The service provider did not disclose details regarding when the IsoTherming VGO hydrotreater would reach full operating rates.
DuPont did reveal, however, that CNOOC’s Huizhou refinery also chose the IsoTherming technology for a 71,637-b/d ultralow-sulfur diesel hydrotreating unit also commissioned in September 2017 at the site.
Keyera restarts Wapiti gas plant
Keyera Corp. has resumed operations following an unplanned outage that began in mid-August at its Wapiti natural sour gas processing and liquid stabilization plant about 60 km south of Grand Prairie, Alta. (OGJ Online, Aug. 25, 2020).
Keyera restarted operations at the Wapiti plant on Sept. 25, the operator said.
Wapiti’s restart follows the Aug. 17 halt of operations at the site due to an issue relating to the plant’s waste heat recovery system. The unplanned outage was extended indefinitely on Aug. 27 (OGJ Online, Aug. 28, 2020).
Keyera disclosed no further details regarding the total scope of the initial problem or root cause of the outage.

__Exercise requirements__.
1 > In the processing-plant news excerpt, on what date did Keyera restart operations at the Wapiti plant?
2 > For each statement, say whether the processing-plant news excerpt supports it, and quote the words that decide it: (a) The Wapiti halt was caused by an issue with the plant's waste heat recovery system. (b) Keyera disclosed the root cause of the outage. (c) The ultralow-sulfur diesel hydrotreating unit at the Huizhou refinery is a 71,637-b/d unit.
3 > Carry on the processing-plant news excerpt after its final sentence.
The rows that come next are taken from a separate source.

__Listed entries__.
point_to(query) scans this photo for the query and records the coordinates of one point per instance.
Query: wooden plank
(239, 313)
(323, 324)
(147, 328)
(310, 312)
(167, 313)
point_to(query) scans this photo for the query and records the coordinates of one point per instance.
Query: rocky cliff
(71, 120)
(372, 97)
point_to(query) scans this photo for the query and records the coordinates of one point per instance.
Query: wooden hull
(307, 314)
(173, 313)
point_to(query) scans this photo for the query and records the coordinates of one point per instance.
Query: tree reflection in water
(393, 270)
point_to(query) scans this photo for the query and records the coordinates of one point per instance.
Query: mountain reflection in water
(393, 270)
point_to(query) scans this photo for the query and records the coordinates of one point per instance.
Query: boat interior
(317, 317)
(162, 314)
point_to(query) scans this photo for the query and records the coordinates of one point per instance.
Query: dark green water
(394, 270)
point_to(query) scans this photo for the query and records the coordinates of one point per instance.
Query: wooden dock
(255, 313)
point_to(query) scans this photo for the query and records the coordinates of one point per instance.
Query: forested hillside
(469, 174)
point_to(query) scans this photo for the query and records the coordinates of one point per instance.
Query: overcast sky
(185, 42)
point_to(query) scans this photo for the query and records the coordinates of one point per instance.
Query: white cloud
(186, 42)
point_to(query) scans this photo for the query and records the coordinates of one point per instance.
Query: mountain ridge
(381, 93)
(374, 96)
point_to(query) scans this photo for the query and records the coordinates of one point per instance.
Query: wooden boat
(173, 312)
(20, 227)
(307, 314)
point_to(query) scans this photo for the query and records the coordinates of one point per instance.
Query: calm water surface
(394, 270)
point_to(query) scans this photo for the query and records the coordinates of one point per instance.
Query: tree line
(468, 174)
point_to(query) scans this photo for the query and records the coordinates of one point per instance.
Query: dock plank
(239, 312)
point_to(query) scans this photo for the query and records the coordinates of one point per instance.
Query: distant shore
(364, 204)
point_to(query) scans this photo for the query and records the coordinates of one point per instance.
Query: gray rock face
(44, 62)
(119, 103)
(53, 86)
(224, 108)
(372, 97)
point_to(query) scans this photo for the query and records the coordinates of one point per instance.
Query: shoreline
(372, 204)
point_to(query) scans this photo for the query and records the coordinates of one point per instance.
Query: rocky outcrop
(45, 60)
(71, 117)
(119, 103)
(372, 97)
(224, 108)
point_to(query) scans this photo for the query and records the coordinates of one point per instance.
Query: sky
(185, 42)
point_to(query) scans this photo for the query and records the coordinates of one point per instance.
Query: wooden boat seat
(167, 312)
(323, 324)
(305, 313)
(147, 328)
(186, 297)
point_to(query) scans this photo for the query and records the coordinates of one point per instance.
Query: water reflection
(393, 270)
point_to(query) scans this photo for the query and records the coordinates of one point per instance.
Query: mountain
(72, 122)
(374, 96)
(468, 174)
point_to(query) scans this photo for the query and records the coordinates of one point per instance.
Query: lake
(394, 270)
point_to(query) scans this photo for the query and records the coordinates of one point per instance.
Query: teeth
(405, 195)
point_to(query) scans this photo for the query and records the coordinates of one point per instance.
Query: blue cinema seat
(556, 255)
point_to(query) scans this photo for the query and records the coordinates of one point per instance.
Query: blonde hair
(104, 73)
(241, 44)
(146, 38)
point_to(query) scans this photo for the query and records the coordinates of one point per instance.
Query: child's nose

__Task-by-task answers__.
1 > Sept. 25

2 >
(a) Yes: "due to an issue relating to the plant’s waste heat recovery system"
(b) No: "Keyera disclosed no further details regarding the total scope of the initial problem or root cause of the outage."
(c) Yes: "a 71,637-b/d ultralow-sulfur diesel hydrotreating unit"

3 >
Keyera commissioned Phase 1 of the Wapiti gas plant in May 2019 with gas processing capacity of 150 MMcfd and condensate handling capacity of 25,000 b/sd, and also has approved a second phase of the Wapiti plant scheduled for commissioning in fourth-quarter 2020 that will add another 150 MMcfd of gas processing capacity at the site (OGJ Online, May 31, 2018).
TRANSPORTATION Quick Takes
Nord Stream 2 receives Danish operations permit
Nord Stream 2 AG has received an operations permit for the Nord Stream 2 pipelines on the Danish continental shelf. Commissioning can only take place when at least one of the 27.5 billion cu m/year (bcmy) parallel pipelines has been tested, verified, and when relevant conditions in the construction permit and operations permit have been met.
The permit was granted pursuant to Section 2 of Executive Order No. 1520, issued Dec. 15, 2017, on Certain Pipeline Installations in Danish Territorial Waters and on the Danish Continental Shelf and in accordance with the UN Convention on the Law of the Sea, according to which Denmark is obliged to allow the construction and operation of transit pipelines.
The pipeline project on the Danish continental shelf is part of a larger pipeline project, consisting of two pipelines with a total length of 1,230 km for the transport of gas from Russia to Germany. The natural gas pipelines begins in Russia, passes through Finnish, Swedish, Danish and German marine areas, and makes landfall on the German coast.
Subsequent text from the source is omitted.